= Exercise 1 =
Echo the lines of the listing below, from the line with "Where is the truck grille" to the line with "xmin=245 ymin=156 xmax=255 ymax=174", and nothing else.

= Given passage =
* START *

# Cartier Santos 100 (Real Or Fake?)



## siwady

Hello Everyone,

I got a Cartier Santos 100 as a gift years ago and decided to sell. One of the potential buyers is saying that it's fake.

I have no experience with watches but I have a feeling he is not being honest with me.

Can you tell if it's fake by looking at the below pictures?


----------



## jmsjabb

siwady said:


> Hello Everyone,
> 
> I got a Cartier Santos 100 as a gift years ago and decided to sell. One of the potential buyers is saying that it's fake.
> 
> I have no experience with watches but I have a feeling he is not being honest with me.
> 
> Can you tell if it's fake by looking at the below pictures?
> View attachment 12982827
> View attachment 12982829
> View attachment 12982831
> View attachment 12982833
> View attachment 12982835
> View attachment 12982837
> View attachment 12982841


I would say fake. For a start, look at the gaps around the winder and then google a real one

Sent from my iPhone using Tapatalk


----------



## Watchbreath

Was it given to you on 'April Fools Day'?

* END *

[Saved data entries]
* START *

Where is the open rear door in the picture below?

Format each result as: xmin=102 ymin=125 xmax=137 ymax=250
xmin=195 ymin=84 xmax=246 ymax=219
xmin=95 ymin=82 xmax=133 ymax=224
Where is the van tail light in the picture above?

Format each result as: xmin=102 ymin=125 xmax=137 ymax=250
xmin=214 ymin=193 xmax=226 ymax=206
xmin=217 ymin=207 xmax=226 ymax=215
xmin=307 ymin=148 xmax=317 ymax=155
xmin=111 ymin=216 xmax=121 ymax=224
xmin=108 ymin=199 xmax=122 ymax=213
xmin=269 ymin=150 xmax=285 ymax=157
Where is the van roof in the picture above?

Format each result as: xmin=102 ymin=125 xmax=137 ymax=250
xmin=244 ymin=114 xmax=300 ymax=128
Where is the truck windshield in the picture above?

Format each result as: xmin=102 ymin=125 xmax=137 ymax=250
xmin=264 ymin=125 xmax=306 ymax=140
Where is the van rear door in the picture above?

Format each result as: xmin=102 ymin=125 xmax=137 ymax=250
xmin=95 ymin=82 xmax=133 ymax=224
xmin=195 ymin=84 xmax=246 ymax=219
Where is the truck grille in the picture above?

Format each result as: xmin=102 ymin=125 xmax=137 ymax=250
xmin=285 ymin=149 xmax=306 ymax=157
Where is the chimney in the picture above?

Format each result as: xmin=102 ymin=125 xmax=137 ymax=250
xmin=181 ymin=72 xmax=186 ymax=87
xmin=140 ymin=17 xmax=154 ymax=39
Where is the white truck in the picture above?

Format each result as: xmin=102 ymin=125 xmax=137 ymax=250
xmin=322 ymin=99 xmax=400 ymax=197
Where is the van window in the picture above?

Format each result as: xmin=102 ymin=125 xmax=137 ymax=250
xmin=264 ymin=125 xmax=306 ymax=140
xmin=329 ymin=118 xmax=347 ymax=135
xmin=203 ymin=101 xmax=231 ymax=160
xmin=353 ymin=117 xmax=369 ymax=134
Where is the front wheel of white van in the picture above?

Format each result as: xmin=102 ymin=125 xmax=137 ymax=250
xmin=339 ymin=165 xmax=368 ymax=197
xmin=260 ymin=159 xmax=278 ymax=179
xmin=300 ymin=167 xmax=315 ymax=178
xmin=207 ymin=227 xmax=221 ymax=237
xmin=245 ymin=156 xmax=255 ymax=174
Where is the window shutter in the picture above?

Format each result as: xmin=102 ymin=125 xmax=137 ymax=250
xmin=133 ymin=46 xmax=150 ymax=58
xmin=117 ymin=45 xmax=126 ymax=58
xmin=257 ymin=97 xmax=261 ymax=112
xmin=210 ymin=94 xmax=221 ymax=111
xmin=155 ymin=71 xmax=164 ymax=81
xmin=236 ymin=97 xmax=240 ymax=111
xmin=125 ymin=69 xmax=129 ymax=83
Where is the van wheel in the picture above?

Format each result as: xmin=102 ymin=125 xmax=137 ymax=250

* END *

= Exercise 2 =
Duplicate the entire forum thread about the Cartier Santos 100 above, word for word.

= Correct response 1 =
Where is the truck grille in the picture above?

Format each result as: xmin=102 ymin=125 xmax=137 ymax=250
xmin=285 ymin=149 xmax=306 ymax=157
Where is the chimney in the picture above?

Format each result as: xmin=102 ymin=125 xmax=137 ymax=250
xmin=181 ymin=72 xmax=186 ymax=87
xmin=140 ymin=17 xmax=154 ymax=39
Where is the white truck in the picture above?

Format each result as: xmin=102 ymin=125 xmax=137 ymax=250
xmin=322 ymin=99 xmax=400 ymax=197
Where is the van window in the picture above?

Format each result as: xmin=102 ymin=125 xmax=137 ymax=250
xmin=264 ymin=125 xmax=306 ymax=140
xmin=329 ymin=118 xmax=347 ymax=135
xmin=203 ymin=101 xmax=231 ymax=160
xmin=353 ymin=117 xmax=369 ymax=134
Where is the front wheel of white van in the picture above?

Format each result as: xmin=102 ymin=125 xmax=137 ymax=250
xmin=339 ymin=165 xmax=368 ymax=197
xmin=260 ymin=159 xmax=278 ymax=179
xmin=300 ymin=167 xmax=315 ymax=178
xmin=207 ymin=227 xmax=221 ymax=237
xmin=245 ymin=156 xmax=255 ymax=174

= Correct response 2 =
# Cartier Santos 100 (Real Or Fake?)



## siwady

Hello Everyone,

I got a Cartier Santos 100 as a gift years ago and decided to sell. One of the potential buyers is saying that it's fake.

I have no experience with watches but I have a feeling he is not being honest with me.

Can you tell if it's fake by looking at the below pictures?


----------



## jmsjabb

siwady said:


> Hello Everyone,
> 
> I got a Cartier Santos 100 as a gift years ago and decided to sell. One of the potential buyers is saying that it's fake.
> 
> I have no experience with watches but I have a feeling he is not being honest with me.
> 
> Can you tell if it's fake by looking at the below pictures?
> View attachment 12982827
> View attachment 12982829
> View attachment 12982831
> View attachment 12982833
> View attachment 12982835
> View attachment 12982837
> View attachment 12982841


I would say fake. For a start, look at the gaps around the winder and then google a real one

Sent from my iPhone using Tapatalk


----------



## Watchbreath

Was it given to you on 'April Fools Day'?